Exercise:
The line containing "Would you mind pointing out the frond" marks the start; return it and every line after it in the listing below, exactly, through the last.

Pointing and labeling entries
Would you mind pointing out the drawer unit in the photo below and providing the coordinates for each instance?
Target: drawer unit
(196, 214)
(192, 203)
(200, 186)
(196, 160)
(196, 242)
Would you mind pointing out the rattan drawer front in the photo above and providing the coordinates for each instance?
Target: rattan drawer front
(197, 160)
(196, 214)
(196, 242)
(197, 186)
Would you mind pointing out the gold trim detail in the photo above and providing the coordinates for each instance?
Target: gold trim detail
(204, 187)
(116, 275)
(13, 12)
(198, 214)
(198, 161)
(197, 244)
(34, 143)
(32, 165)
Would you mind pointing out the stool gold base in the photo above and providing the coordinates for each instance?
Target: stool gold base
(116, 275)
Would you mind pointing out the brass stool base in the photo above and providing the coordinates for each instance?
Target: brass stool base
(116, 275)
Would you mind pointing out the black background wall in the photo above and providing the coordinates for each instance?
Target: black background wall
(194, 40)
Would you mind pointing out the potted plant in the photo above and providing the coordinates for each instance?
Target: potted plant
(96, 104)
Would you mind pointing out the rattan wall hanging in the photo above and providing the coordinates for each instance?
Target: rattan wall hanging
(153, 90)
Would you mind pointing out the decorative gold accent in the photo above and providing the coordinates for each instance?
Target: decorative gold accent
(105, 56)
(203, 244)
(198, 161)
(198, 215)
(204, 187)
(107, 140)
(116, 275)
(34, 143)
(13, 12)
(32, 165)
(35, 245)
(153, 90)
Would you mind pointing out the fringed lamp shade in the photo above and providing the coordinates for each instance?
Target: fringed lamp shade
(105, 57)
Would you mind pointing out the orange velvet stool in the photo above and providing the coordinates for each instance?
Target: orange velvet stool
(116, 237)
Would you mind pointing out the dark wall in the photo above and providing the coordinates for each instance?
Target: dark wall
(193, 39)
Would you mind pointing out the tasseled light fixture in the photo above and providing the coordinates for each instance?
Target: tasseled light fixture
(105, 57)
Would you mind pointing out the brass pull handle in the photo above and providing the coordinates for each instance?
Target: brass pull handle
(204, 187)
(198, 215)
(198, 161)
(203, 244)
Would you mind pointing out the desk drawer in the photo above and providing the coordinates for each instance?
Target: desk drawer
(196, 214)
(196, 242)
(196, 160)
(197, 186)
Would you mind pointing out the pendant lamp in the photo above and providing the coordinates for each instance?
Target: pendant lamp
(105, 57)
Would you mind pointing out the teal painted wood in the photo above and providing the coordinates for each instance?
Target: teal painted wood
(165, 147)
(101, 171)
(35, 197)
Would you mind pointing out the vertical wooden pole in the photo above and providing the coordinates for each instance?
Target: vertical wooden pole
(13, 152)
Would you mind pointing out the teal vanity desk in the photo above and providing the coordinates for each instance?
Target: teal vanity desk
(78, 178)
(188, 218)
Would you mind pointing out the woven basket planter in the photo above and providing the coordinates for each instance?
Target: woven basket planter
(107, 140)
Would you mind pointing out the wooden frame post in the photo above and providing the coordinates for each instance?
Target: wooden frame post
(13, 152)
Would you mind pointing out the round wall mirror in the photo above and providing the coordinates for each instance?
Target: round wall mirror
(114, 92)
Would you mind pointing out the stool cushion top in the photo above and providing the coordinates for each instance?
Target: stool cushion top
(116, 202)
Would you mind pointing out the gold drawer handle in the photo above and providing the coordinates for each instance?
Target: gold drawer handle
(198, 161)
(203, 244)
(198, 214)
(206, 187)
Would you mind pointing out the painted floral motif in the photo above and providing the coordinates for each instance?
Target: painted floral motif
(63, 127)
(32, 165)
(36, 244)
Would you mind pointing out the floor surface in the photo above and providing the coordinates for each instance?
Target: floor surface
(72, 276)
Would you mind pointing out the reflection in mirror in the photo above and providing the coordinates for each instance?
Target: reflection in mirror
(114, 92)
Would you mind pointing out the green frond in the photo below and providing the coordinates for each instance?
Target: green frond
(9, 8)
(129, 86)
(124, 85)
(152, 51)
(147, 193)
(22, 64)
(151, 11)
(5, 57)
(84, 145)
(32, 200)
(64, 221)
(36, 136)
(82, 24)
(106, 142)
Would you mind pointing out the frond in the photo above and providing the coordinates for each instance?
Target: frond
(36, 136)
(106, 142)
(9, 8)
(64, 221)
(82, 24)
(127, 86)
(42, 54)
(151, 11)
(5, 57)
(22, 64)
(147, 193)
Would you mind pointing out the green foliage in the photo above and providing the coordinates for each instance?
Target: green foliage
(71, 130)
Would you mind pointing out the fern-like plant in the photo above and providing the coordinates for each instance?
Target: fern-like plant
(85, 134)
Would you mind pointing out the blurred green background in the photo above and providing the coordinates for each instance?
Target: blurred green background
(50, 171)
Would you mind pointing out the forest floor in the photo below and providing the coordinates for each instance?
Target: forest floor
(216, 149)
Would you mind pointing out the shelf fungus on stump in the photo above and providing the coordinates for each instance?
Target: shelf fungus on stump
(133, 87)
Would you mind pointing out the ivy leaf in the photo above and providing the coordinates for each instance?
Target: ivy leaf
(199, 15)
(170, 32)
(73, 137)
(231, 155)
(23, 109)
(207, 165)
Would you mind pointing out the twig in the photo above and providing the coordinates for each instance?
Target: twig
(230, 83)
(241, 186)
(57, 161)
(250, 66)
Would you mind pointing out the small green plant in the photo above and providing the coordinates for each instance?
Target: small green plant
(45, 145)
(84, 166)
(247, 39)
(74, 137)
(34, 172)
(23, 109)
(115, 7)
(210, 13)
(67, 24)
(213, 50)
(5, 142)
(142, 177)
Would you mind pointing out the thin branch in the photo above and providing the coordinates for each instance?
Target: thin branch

Result of the task:
Would you mind pointing out the frond in the photo above and providing the coordinates for each instance?
Target: frond
(36, 136)
(106, 142)
(9, 8)
(64, 221)
(82, 24)
(127, 86)
(42, 54)
(151, 11)
(5, 57)
(22, 64)
(147, 193)
Would you mind pointing out the green foliage in the photo above and providing the coordinates for each instance?
Target: green foliage
(71, 130)
Would you mind pointing out the fern-like plant in the photo above and providing the coordinates for each instance?
Target: fern-like plant
(85, 134)
Would you mind pointing out the blurred green background in the photo above and providing the coordinates for each instance?
Target: blurred green background
(50, 171)
Would you mind pointing out the forest floor in the photo below and providing the coordinates for each instance?
Target: forest floor
(216, 149)
Would you mind pointing out the shelf fungus on stump in the photo above and providing the coordinates for each instance?
Target: shelf fungus on stump
(133, 87)
Would you mind pointing out the ivy leaf in the photo above and providing the coordinates for each instance?
Target: ivy leaf
(199, 15)
(170, 32)
(73, 137)
(231, 155)
(23, 109)
(207, 165)
Would you mind pointing out the twig in the photo above and providing the coordinates for each instance?
Target: twig
(230, 83)
(241, 186)
(57, 161)
(250, 66)
Would you mind pointing out the small green plant in the photo above and providing the coordinates for each instance?
Target: small green plant
(45, 145)
(84, 166)
(247, 39)
(74, 137)
(34, 172)
(23, 109)
(115, 7)
(210, 13)
(67, 24)
(213, 50)
(5, 142)
(142, 177)
Would you mind pointing out the thin branch in the photo above and providing the coordinates for each instance?
Target: thin branch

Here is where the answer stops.